A book with a succinct Finnish title occupies one of the prime spots in my bookcase. Its light-grey covers feature two words in white letters: Kustannustoimittajan kirja (‘Editor’s book’). In recent years, I have rarely opened this book, but I still keep it in the same place because, for instance, its checklists for the last round of proof-reading are useful not just for professional editors, but also for the creators of common learning material not intended for publication.
When I began to work at the Language Centre, I soon found out that, in addition to our other activities, we also had our own publication series with the apt title: Language Centre Publications. This series now includes eight volumes, of which three are doctoral theses completed by Language Centre staff and the others are collections of articles related to the Language Centre’s work. The first volume was Leena Karlsson’s 2018 doctoral thesis on autonomous language learning, while the first co-authored collection of texts was issued in 2011 on the theme of out-of-classroom language learning. Since then, a new volume has been published either annually or every few years.

> _MATERIAL SHOWN_:
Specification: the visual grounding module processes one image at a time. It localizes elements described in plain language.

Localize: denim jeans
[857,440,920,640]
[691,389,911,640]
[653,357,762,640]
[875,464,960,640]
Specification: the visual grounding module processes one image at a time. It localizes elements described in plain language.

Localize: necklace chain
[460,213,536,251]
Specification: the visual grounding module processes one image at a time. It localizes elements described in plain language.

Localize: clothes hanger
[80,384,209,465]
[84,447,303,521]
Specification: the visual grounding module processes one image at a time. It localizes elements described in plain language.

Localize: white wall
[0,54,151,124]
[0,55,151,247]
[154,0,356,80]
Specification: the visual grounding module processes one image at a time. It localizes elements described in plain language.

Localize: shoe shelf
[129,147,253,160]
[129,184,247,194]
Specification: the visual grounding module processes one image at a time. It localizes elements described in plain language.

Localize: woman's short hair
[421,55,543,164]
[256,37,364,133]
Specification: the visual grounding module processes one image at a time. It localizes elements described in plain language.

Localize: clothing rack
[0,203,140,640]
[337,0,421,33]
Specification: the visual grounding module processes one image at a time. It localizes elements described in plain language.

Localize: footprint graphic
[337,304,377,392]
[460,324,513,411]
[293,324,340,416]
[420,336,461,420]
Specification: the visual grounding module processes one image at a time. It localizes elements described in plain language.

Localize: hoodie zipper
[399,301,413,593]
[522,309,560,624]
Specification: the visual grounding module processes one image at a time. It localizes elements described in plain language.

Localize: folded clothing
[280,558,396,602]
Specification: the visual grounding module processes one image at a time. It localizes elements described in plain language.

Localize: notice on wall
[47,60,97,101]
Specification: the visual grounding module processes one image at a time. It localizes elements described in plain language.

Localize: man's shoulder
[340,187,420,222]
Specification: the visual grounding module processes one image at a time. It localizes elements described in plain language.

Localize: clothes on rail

> _YOUR INSTRUCTIONS_: According to the passage about the Language Centre's publication series, how many volumes does the series now include? The data has nothing to do with this.

> _ANSWER SPACE_: Eight volumes.